Task to carry out.
The records below are to be set down word for word, with every picture left out.

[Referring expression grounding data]
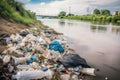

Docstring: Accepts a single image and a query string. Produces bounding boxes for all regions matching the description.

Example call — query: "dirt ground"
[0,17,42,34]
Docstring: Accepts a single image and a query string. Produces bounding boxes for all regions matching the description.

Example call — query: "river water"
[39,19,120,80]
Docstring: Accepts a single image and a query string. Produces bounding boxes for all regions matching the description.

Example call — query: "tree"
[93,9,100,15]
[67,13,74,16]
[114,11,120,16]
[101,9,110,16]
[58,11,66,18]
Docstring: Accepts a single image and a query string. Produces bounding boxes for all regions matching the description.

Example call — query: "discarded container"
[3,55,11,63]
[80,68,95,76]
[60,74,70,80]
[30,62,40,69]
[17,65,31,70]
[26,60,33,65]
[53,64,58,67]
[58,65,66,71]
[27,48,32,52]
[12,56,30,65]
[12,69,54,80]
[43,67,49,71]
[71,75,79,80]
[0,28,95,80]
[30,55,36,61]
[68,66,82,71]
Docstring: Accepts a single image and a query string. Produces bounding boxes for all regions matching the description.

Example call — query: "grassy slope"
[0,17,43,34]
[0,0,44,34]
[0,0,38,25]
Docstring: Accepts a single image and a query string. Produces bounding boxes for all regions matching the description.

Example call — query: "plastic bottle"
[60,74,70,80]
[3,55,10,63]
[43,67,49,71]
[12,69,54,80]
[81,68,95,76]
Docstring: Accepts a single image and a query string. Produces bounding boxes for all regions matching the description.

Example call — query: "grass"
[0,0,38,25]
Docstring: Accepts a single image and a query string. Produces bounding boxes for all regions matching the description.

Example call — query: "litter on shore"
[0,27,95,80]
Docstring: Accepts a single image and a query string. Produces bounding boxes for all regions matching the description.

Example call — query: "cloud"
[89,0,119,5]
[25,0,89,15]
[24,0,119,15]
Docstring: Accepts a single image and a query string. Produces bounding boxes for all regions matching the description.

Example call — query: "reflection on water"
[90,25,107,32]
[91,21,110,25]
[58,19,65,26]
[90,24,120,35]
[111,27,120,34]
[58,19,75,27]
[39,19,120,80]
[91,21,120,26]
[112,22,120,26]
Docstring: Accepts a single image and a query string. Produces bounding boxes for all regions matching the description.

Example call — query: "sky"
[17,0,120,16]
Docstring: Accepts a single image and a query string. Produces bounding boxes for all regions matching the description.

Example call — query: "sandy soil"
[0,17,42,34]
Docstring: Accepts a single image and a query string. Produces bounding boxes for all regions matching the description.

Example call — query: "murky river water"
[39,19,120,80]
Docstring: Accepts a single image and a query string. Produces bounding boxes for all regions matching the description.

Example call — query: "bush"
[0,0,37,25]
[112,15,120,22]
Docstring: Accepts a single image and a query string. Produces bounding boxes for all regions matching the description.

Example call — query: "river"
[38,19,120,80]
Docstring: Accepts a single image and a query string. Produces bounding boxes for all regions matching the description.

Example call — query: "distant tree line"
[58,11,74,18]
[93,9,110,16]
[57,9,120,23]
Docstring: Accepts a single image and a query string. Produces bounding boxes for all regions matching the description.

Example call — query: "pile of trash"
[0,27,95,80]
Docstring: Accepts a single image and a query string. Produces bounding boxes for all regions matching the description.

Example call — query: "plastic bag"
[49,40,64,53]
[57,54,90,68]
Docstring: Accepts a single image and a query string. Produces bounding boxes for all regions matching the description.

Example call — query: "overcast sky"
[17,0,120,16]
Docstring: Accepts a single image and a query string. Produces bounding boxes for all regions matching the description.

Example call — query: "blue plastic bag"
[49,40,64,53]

Answer section.
Docstring: Accepts a single image and a query string. Produces bounding boxes for all regions matching the description.

Example call — query: "dirt ground"
[0,17,42,34]
Docstring: Accepts a single image and a query string. Produces bounding boxes for all regions matching the description.

Example call — query: "river water"
[39,19,120,80]
Docstring: Accepts a single image and a query string. Produces bounding boxes for all regions matching the description.

Example call — query: "tree"
[93,9,100,15]
[67,13,74,16]
[114,11,120,16]
[101,9,110,16]
[58,11,66,18]
Docstring: Accepts a single image and a query string. Produces bounding boxes for all regions matching the description.

Example call — query: "discarded container"
[3,55,11,63]
[80,68,95,76]
[60,74,70,80]
[30,62,40,69]
[17,65,31,70]
[26,60,33,65]
[53,64,58,67]
[58,65,66,71]
[27,48,32,52]
[12,56,30,65]
[12,69,54,80]
[43,67,49,71]
[71,75,79,80]
[0,28,95,80]
[30,55,36,61]
[68,66,82,71]
Docstring: Accepts a single image and a query string. Produces bounding boxes for all regions matching the description.

Example call — query: "grassy slope"
[0,17,43,34]
[0,0,44,34]
[0,0,38,25]
Docstring: Accepts a single image and a query string. Produces bounding boxes for all regions matching the description.

Example call — query: "plastic bottle"
[60,74,70,80]
[3,55,10,63]
[43,67,49,71]
[12,69,54,80]
[81,68,95,76]
Docstring: Accepts a single image and a query string. Produces bounding boxes for all regions matching the description.

Example call — query: "grass"
[0,0,38,25]
Docstring: Accepts a single image and a query string. Produces bounding boxes for all regions matching the description.

Example call — query: "litter on shore"
[0,27,95,80]
Docstring: Accepts a single image and a query string. Produces bounding boxes for all regions matching the description.

Example call — query: "cloud"
[89,0,119,5]
[25,0,89,15]
[24,0,119,15]
Docstring: Accepts a single image and a query string. Produces bounding boxes for all regions matching the description.

Example call — query: "reflection on water"
[90,25,107,32]
[91,21,110,25]
[58,19,65,26]
[90,24,120,35]
[111,27,120,34]
[58,19,75,27]
[39,19,120,80]
[91,21,120,26]
[112,22,120,26]
Docstring: Accepts a single image and a query string. Produces bounding boxes for all regions matching the description.

Example call — query: "sky"
[17,0,120,16]
Docstring: Accepts a single image and a query string. Produces bounding boxes for all regions matching the description.

Example call — query: "sandy soil"
[0,17,42,34]
Docstring: Accepts a single image and a query string. Produces bounding boxes for all regions matching the description.

Example call — query: "murky river water"
[39,19,120,80]
Docstring: Accepts a single image and a query string. Produces bounding boxes for all regions matching the description.

Example call — query: "bush"
[0,0,37,25]
[112,15,120,22]
Docstring: Accepts a single image and a query string. Produces bounding boxes for all regions matching the description.

Example call — query: "river"
[38,19,120,80]
Docstring: Accepts a single image and a query string. Produces bounding boxes for all regions matching the description.

Example call — query: "distant tree line"
[58,11,74,18]
[93,9,110,16]
[57,9,120,23]
Docstring: Accepts a single image and a query string. Produces bounding boxes for all regions matching the description.

Example call — query: "pile of trash"
[0,27,95,80]
Docstring: Accepts a single image and a query string. Produces bounding boxes for all regions matching the description.

Example call — query: "plastic bag"
[49,40,64,53]
[57,54,90,68]
Docstring: Accepts a single image and a query string. Produces bounding boxes for all regions matching the description.

Example call — query: "overcast sky"
[17,0,120,16]
Docstring: Accepts a single image and a query string. Produces bounding boxes for all regions matching the description.

Example call — query: "blue plastic bag"
[49,40,64,53]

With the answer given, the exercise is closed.